Short problem a
State how many lines of the records below contain the string "suit". Give only the number.

Extracted text
[Start]

So could we actually see reverse-time beings if they exist, and maybe
even wave to them? Remarkably, Schulman says yes. Using a theory
originally developed by Richard Feynman and John Wheeler, which treats
light waves travelling in both time directions on an equal footing, he
shows that forward and reverse regions could communicate by light
signals.

But communicating with the other side has its dangers. If normal-time
Alice were to see rain pouring out through reverse-time Bob's window,
she could wait until before the rain started and shout to Bob to close
his window. "So did Bob's floor get wet or not?" says Schulman.

Perhaps something intermediate happens which smears out the paradox.
"Alice sees the window open, shouts to Bob but the message gets
blurred and Bob doesn't close the window," says Schulman.

And there's another, more disturbing possibility. "If you impose
initial and final boundary conditions, it may turn out that the events
described simply can't happen," he says. "In mathematical terms, they
are simply not a solution." In other words, we might just be fated not
to cause any paradoxes.

So, how would a reverse-time region arise? Schulman says such regions
may exist for the same inexplicable reason that regions of normal time
exist. But there is one more concrete possibility: perhaps we live in
a Universe whose expansion from a big bang will one day be reversed
into a contraction down to a "big crunch", a sort of mirror-image of
the big bang in which the Universe was born 13 billion years ago.
Although the latest cosmological evidence is against this, the
question isn't settled.

[End]

Dataset
[Start]

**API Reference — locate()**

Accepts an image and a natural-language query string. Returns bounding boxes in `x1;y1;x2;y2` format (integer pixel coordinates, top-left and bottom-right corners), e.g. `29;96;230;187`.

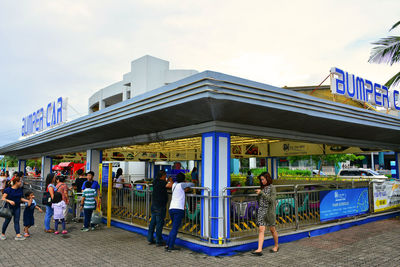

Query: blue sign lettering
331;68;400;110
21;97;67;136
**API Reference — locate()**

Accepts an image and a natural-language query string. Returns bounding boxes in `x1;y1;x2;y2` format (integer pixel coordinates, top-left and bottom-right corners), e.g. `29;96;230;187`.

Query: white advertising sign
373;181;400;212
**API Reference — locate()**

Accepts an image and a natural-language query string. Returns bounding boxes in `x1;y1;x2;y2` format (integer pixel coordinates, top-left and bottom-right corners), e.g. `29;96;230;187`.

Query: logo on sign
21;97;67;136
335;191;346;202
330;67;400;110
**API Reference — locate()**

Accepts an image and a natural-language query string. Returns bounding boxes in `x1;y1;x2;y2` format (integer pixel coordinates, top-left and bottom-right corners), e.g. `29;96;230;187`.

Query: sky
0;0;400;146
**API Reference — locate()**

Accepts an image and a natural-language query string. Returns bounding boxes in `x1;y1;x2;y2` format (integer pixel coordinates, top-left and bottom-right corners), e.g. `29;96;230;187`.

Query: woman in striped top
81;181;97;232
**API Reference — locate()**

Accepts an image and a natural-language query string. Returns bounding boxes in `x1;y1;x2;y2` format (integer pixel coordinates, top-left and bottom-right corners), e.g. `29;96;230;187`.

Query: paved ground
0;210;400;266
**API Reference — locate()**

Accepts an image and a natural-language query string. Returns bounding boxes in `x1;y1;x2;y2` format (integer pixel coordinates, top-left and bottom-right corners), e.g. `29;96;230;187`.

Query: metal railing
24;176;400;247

[End]
[Start]

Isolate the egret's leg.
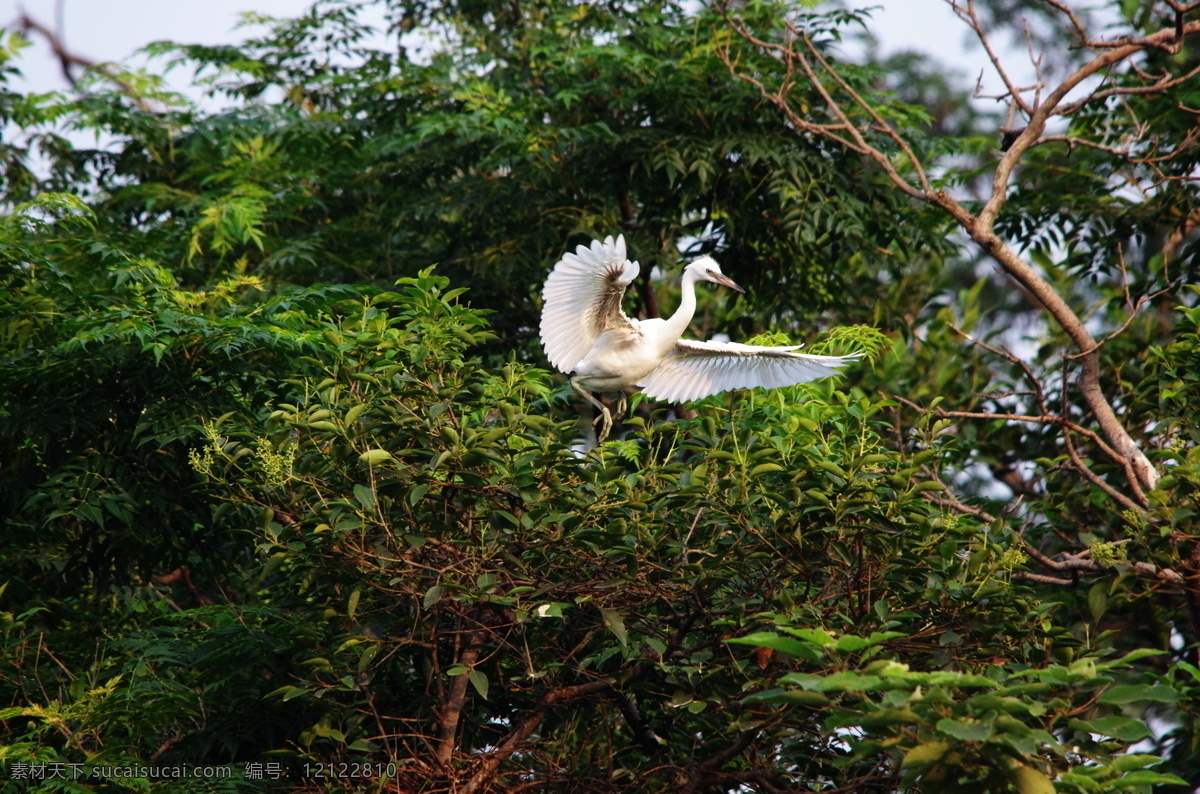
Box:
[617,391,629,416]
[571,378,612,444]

[End]
[Start]

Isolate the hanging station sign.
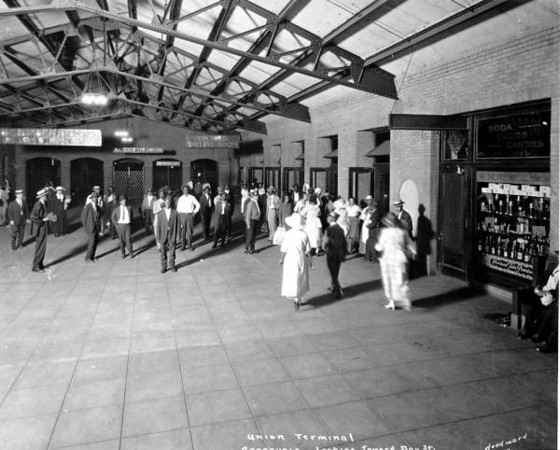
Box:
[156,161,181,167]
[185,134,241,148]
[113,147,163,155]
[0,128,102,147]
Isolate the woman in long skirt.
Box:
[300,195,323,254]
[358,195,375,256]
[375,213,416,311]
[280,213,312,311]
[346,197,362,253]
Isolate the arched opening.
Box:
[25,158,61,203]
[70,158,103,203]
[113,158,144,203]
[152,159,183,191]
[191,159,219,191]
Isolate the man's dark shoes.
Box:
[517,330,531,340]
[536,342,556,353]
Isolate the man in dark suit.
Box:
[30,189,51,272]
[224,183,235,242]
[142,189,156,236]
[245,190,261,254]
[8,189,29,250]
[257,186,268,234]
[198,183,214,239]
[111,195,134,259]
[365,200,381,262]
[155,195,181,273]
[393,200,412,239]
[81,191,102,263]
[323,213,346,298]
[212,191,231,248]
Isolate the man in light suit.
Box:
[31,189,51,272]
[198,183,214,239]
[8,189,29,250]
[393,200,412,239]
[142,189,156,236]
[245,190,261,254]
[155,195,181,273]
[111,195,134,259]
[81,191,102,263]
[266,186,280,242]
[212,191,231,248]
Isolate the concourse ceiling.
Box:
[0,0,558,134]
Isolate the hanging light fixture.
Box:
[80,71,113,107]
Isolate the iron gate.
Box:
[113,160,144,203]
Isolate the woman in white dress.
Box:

[End]

Short problem b
From the reverse-time passage above, quote the words from "So could we" up to and including "out the paradox.".

Full answer a
2

Full answer b
So could we actually see reverse-time beings if they exist, and maybe
even wave to them? Remarkably, Schulman says yes. Using a theory
originally developed by Richard Feynman and John Wheeler, which treats
light waves travelling in both time directions on an equal footing, he
shows that forward and reverse regions could communicate by light
signals.

But communicating with the other side has its dangers. If normal-time
Alice were to see rain pouring out through reverse-time Bob's window,
she could wait until before the rain started and shout to Bob to close
his window. "So did Bob's floor get wet or not?" says Schulman.

Perhaps something intermediate happens which smears out the paradox.